(Data items)
------------

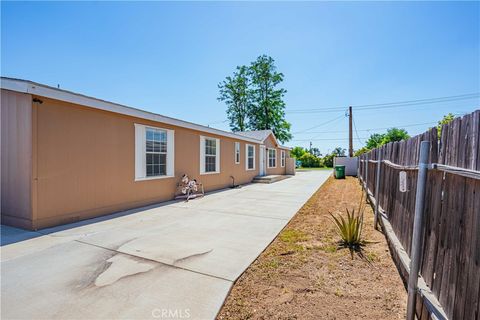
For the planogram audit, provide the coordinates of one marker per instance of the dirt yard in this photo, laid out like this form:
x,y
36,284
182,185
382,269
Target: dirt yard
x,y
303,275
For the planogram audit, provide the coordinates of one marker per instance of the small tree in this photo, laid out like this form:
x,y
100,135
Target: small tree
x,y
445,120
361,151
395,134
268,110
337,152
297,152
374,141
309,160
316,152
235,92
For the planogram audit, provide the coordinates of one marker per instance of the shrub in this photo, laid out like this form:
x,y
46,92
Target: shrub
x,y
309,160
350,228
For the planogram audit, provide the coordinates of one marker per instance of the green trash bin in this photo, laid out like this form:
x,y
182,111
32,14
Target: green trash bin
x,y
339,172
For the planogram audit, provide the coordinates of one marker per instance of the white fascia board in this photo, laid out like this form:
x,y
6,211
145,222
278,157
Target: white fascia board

------------

## Your goal
Exactly the lines from the one containing "Target: green trash bin" through the end of the records above should be returned, with both ends kept.

## Answer to this task
Target: green trash bin
x,y
339,172
For the planogram audit, provide the coordinates of one marker per instance of the white fascia board in this photo, laid out like this form:
x,y
6,211
145,222
278,157
Target: white fascia board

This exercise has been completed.